BEGIN Provided data
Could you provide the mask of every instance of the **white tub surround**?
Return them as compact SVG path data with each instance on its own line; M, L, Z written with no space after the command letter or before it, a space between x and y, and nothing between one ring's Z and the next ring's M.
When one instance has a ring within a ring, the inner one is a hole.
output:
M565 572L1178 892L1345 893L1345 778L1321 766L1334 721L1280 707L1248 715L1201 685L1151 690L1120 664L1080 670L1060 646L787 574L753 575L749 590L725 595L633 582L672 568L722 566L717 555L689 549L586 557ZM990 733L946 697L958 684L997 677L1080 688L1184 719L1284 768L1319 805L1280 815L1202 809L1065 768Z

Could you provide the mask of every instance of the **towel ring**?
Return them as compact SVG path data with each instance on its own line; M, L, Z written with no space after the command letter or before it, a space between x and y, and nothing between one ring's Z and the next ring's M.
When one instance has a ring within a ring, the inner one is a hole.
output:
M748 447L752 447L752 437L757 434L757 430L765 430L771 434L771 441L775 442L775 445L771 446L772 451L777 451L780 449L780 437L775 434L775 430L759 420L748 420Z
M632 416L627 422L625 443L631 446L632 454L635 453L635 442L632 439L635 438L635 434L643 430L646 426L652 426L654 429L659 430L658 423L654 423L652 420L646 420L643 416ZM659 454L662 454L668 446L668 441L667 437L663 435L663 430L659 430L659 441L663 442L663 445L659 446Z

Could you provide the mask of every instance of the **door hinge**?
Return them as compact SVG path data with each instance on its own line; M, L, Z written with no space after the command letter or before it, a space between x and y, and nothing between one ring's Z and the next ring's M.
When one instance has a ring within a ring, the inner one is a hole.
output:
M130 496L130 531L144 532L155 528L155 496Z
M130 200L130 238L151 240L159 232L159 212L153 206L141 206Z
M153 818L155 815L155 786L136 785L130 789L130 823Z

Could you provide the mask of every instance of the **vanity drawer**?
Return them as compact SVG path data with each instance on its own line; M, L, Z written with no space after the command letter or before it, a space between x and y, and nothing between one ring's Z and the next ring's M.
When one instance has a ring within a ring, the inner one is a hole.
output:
END Provided data
» **Your goal**
Above are the records; retype every one exactly.

» **Result**
Could you provide the mask of every instance of the **white tub surround**?
Return them as compact SVG path data with each instance on its own line; M, L, Z written with no space after the command letter or before it, a space between x and y, and nothing between one ring's Z and the next ring's M.
When one instance has a ring within a ring, the inner one is a hole.
output:
M565 572L1178 892L1345 893L1345 778L1321 766L1334 721L1280 707L1248 715L1201 685L1151 690L1120 664L1080 670L1060 646L787 574L753 575L749 590L725 595L633 582L672 568L722 566L717 555L689 549L586 557ZM990 733L946 697L958 684L997 677L1080 688L1184 719L1284 768L1319 805L1280 815L1202 809L1065 768Z

Could you provide the mask of every instance of the **towel ring**?
Return them as compact SVG path data with each instance on its own line; M, L, Z written with no space after the command letter or before it, a space between x and y, and nothing between one ring's Z and the next ring's M.
When one instance has a ring within a ring, the inner one is a hole.
output:
M748 447L752 447L752 437L757 434L757 430L765 430L771 434L771 441L775 442L775 445L771 446L772 451L777 451L780 449L780 437L775 434L775 430L759 420L748 420Z
M632 416L627 422L625 443L631 446L632 454L635 453L635 442L632 439L635 438L635 434L643 430L646 426L652 426L654 429L659 430L658 423L654 423L652 420L646 420L643 416ZM659 454L662 454L668 446L668 441L667 437L663 435L663 430L659 430L659 441L663 442L663 445L659 446Z

Could you provide the mask of every instance of the **door hinge**?
Return them as compact SVG path data with each instance on its own line; M, L, Z written with no space after the command letter or before it, a space between x and y, and nothing between one ring's Z and the next ring's M.
When one instance has a ring within a ring, the inner one is a hole.
output:
M130 496L130 531L144 532L155 528L155 496Z
M130 200L130 238L151 240L159 232L159 212L153 206L141 206Z
M153 818L155 815L155 786L136 785L130 789L130 823Z

Could you provide the mask of every instance of the **vanity drawer**?
Return them as compact SVG path data with each instance on its own line; M, L, Z written with no space after the command letter or before it, a space between x and y, and nothing between one ring's Z and the next ring's M.
When one instance has a ring within a ring, the inner one is a hole.
output:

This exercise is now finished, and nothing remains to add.